■ Brano da leggere
··········
Su un abete poco appariscente del bosco di Rameren a Birmensdorf presso Zurigo compare la scritta in blu «AA_WSL01». È dai suoi semi e dai suoi aghi che proviene il DNA del primo genoma decodificato di abete bianco, vale a dire il patrimonio ereditario completo. Il nostro abete bianco autoctono (Abies alba) è solo la sesta specie di conifere al mondo la cui sequenza genomica è nota, il che non è cosa da poco, dal momento che le conifere possiedono un enorme patrimonio genetico con molti segmenti di DNA che si ripetono.
Ciò ha reso il sequenziamento un'impresa da titani, possibile solamente grazie alla collaborazione internazionale. Il team di ricerca ha decodificato nel complesso 18 miliardi di coppie di basi, i singoli tasselli che compongono il patrimonio ereditario. Si tratta di una cifra sei volte superiore a quella delle coppie di basi presenti nel genoma umano. Stampato su carta, questo si traduce in oltre 3,5 milioni di pagine A4 con carattere Calibri a 10 punti e margini di 2 cm ciascuno! Non è difficile immaginare che questo richieda computer molto potenti e tempi di calcolazione lunghi.
«È come un gigantesco puzzle che si deve comporre senza modello», spiega il coautore del WSL Felix Gugerli, che insieme al suo team rappresenta il lato svizzero del consorzio internazionale. «Adesso disponiamo di un'immagine complessiva, seppur ancora sfuocata, del genoma dell'abete bianco». I componenti del patrimonio ereditario che contengono geni, ovvero le informazioni genetiche per la produzione di proteine con determinate funzioni, sono ben descritti. Nel mezzo si trovano in gran parte sequenze ripetitive di coppie di basi. Per comporre un quadro complessivo a partire da questi tasselli i ricercatori hanno ancora molto lavoro da compiere.
··········
■ Esercizio 1
Ricopia dal brano sul genoma dell'abete bianco il passo che va da "Ciò ha reso" fino a "di calcolazione lunghi." compreso.
■ Esercizio 2
Continua il testo sul genoma dell'abete bianco dopo la sua ultima frase.

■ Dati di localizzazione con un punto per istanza
··········
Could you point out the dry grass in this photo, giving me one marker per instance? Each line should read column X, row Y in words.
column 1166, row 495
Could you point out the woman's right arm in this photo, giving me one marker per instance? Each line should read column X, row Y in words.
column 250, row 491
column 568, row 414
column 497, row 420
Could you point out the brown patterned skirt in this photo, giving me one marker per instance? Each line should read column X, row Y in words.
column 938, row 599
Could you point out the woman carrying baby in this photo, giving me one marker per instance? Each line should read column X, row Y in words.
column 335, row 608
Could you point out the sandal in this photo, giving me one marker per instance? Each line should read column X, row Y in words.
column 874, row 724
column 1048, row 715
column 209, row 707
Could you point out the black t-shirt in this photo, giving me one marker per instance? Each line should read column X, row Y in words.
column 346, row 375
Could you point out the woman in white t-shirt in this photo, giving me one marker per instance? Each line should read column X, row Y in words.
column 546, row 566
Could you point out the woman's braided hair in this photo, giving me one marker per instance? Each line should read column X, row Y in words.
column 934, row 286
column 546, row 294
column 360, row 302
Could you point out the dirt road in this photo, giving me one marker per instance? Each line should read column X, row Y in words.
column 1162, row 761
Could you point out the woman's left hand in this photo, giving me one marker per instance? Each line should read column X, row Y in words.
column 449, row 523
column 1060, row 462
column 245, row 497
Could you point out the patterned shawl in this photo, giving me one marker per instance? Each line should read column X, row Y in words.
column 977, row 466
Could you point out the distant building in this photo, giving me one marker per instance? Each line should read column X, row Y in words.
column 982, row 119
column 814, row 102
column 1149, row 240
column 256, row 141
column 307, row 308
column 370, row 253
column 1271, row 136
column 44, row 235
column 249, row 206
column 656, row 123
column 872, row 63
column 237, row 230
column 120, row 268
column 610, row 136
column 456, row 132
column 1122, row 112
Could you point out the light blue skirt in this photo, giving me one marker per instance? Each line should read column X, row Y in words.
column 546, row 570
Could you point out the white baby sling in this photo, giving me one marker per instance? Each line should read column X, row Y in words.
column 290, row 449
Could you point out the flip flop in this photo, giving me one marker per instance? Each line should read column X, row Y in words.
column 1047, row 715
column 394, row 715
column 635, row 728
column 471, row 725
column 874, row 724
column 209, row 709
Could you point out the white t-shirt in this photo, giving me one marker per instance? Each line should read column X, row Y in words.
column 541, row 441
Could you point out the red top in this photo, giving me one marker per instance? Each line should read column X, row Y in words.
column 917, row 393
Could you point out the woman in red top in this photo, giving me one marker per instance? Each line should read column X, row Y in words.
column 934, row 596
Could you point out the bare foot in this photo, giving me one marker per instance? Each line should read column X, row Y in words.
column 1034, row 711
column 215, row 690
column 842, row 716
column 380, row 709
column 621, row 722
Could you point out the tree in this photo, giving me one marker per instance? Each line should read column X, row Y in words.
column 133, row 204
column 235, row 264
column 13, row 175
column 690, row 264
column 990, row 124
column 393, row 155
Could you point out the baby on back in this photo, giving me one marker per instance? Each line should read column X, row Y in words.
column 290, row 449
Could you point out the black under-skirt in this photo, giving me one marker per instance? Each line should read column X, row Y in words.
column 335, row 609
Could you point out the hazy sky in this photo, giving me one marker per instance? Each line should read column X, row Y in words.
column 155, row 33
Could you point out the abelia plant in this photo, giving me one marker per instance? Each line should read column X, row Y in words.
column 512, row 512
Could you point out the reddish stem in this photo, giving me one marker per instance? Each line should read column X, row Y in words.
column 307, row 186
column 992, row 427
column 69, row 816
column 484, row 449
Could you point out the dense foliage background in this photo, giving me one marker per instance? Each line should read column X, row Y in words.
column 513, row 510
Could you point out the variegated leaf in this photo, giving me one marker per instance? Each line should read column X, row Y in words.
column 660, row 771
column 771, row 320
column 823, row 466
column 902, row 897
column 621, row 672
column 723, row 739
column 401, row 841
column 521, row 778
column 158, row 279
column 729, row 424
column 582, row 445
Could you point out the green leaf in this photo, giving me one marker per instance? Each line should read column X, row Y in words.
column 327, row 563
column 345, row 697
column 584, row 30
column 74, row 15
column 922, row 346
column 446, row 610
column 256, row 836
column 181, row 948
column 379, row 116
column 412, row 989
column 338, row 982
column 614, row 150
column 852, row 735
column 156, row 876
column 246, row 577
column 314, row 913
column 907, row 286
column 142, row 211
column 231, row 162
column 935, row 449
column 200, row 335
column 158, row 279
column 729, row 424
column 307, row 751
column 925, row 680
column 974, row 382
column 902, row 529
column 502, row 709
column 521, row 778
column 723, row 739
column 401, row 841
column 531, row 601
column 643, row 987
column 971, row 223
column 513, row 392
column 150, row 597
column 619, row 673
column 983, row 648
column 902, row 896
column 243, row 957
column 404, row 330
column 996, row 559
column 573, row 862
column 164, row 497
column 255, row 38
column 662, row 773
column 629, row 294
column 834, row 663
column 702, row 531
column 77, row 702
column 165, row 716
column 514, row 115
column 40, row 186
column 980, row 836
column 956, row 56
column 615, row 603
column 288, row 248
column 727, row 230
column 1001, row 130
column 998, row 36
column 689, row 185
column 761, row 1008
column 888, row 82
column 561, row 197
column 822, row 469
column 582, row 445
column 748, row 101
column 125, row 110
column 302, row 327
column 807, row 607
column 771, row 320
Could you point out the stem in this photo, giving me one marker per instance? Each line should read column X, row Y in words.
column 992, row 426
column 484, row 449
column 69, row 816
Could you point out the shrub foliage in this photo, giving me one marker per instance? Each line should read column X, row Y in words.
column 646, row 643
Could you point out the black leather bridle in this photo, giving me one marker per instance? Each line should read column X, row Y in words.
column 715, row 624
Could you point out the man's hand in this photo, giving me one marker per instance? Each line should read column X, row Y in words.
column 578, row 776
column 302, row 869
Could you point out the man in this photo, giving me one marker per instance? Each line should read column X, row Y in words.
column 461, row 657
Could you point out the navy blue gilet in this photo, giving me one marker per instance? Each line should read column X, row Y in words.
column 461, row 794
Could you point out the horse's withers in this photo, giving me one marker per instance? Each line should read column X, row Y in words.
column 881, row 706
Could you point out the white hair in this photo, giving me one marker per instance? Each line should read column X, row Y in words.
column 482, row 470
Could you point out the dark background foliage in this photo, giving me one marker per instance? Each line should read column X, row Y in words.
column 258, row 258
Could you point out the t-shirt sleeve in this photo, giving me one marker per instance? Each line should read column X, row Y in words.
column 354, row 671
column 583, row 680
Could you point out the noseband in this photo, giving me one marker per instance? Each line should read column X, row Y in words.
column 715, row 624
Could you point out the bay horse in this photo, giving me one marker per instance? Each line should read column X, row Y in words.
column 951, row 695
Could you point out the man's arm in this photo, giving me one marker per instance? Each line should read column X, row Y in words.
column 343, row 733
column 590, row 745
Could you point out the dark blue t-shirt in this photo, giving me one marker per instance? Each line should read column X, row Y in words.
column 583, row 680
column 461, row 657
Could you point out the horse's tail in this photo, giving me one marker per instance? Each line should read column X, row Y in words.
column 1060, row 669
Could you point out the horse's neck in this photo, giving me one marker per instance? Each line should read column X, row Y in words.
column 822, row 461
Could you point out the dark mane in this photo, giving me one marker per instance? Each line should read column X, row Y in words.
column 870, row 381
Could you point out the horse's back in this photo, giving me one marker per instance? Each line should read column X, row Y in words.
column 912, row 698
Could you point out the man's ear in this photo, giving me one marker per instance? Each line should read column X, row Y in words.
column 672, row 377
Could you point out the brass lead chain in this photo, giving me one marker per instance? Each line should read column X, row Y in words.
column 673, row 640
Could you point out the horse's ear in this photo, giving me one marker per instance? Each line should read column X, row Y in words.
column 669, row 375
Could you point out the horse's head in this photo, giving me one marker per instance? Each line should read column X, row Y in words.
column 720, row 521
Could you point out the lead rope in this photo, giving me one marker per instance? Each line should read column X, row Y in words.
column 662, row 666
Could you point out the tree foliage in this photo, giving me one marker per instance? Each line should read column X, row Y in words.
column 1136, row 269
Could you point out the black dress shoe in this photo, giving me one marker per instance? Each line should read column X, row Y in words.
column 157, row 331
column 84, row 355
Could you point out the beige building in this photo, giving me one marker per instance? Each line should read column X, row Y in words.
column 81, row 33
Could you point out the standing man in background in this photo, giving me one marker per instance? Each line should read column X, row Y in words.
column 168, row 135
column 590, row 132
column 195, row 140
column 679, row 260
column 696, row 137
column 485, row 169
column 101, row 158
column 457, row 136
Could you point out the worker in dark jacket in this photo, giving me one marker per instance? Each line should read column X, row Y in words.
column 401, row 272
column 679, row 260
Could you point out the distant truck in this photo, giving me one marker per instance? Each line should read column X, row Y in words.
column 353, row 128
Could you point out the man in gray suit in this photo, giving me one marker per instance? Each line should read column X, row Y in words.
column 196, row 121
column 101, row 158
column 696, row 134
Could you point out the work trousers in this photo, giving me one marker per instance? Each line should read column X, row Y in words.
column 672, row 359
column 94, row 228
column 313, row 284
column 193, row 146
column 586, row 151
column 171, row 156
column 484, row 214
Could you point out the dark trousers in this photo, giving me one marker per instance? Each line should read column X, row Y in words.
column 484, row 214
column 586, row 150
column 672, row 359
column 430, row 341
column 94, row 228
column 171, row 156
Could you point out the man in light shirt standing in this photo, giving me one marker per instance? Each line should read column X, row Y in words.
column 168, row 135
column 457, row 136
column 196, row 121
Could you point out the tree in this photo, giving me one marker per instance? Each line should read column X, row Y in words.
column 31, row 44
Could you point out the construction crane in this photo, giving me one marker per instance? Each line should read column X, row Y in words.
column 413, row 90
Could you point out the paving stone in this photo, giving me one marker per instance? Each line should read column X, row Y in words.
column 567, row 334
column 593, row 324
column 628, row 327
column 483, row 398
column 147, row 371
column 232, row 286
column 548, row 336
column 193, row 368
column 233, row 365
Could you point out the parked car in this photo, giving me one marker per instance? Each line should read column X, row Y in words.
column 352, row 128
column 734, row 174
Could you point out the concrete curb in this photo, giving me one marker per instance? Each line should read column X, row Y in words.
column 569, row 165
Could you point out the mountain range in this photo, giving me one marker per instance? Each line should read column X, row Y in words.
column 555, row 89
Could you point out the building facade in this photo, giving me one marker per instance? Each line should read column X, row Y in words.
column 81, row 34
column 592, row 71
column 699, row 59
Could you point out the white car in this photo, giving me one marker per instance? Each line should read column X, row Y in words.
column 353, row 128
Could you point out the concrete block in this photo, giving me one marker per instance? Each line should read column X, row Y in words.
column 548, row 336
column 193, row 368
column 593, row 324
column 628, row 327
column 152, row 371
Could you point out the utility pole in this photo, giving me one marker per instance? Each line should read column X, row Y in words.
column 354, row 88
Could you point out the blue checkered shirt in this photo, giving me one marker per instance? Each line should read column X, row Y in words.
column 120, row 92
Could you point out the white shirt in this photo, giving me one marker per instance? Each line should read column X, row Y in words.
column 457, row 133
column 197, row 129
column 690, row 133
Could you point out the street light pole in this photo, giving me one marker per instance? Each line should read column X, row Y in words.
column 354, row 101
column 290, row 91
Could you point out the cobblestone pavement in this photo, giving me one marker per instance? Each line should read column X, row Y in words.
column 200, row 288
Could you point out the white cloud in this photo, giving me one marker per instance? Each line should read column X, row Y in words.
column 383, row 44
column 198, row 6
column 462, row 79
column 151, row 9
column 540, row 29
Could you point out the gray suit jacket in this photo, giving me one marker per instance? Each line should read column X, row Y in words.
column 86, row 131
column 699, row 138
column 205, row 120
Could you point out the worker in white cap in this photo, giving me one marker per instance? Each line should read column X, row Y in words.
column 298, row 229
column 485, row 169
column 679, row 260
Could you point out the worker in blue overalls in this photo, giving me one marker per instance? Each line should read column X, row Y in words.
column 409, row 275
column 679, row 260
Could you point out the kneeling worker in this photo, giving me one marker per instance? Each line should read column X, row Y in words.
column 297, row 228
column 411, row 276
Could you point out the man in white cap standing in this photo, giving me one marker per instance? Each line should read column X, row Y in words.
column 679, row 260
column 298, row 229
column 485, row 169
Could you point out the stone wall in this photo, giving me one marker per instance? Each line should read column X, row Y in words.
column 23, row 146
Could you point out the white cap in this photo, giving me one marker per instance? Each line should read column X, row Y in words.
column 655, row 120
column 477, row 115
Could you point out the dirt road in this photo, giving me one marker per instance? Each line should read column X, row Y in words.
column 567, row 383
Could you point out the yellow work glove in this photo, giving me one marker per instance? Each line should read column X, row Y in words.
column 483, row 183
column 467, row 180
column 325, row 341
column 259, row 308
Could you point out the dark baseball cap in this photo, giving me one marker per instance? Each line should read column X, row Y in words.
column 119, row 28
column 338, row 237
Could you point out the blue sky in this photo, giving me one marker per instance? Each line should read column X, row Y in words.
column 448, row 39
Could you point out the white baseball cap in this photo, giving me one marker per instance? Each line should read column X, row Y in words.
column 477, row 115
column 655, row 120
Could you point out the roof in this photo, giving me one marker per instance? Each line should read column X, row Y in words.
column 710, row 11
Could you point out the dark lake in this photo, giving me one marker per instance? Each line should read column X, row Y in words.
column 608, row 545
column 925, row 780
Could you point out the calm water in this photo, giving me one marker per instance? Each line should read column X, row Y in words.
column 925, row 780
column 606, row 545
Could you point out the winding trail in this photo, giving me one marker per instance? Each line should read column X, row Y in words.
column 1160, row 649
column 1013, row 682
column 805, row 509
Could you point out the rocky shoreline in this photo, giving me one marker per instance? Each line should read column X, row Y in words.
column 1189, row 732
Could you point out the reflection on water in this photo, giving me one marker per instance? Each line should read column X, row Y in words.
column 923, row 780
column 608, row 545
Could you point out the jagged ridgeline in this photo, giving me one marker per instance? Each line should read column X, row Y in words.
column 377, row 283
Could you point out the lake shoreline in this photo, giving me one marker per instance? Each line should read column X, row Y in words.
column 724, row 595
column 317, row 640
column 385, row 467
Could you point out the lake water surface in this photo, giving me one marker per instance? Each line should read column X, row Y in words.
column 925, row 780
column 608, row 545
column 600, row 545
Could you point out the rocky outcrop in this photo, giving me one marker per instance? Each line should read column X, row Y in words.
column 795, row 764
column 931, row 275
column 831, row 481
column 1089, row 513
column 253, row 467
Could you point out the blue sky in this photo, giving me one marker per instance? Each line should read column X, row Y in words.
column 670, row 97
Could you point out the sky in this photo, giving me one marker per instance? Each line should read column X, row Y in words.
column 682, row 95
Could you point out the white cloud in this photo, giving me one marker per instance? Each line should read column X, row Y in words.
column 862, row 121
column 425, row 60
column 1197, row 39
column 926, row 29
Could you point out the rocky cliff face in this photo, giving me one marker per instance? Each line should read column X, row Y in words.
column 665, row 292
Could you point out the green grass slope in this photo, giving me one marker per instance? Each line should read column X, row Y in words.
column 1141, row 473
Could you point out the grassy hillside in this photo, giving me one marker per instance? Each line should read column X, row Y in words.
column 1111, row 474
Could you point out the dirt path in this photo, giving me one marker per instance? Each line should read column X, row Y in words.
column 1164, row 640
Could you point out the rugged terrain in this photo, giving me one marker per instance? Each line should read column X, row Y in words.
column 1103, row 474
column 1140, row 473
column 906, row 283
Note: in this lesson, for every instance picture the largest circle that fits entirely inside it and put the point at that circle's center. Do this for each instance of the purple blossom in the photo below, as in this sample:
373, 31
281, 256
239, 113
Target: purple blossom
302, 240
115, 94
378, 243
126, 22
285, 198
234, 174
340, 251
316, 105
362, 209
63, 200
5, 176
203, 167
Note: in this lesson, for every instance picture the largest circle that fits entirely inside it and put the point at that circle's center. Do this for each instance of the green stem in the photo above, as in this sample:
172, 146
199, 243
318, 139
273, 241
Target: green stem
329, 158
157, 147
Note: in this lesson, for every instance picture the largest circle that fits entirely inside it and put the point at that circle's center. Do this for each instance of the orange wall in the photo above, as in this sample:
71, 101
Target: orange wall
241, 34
··········
■ Risultato 1
Ciò ha reso il sequenziamento un'impresa da titani, possibile solamente grazie alla collaborazione internazionale. Il team di ricerca ha decodificato nel complesso 18 miliardi di coppie di basi, i singoli tasselli che compongono il patrimonio ereditario. Si tratta di una cifra sei volte superiore a quella delle coppie di basi presenti nel genoma umano. Stampato su carta, questo si traduce in oltre 3,5 milioni di pagine A4 con carattere Calibri a 10 punti e margini di 2 cm ciascuno! Non è difficile immaginare che questo richieda computer molto potenti e tempi di calcolazione lunghi.

■ Risultato 2
L'abete giusto al posto giusto
Lo sforzo viene premiato, in quanto un genoma decodificato contribuisce a comprendere la diversità genetica all'interno della specie, utile ad esempio per scoprire quali alberi crescono meglio in un determinato sito. Inoltre, i coltivatori di alberi di Natale hanno interesse a scegliere gli alberi con le caratteristiche desiderate, come una lunga durata degli aghi. Osservando i geni è possibile riconoscere le caratteristiche già nelle giovani piante, senza dovere aspettare che crescano per alcuni anni. Ciò è nettamente più rapido che con i complessi esperimenti sulle piante.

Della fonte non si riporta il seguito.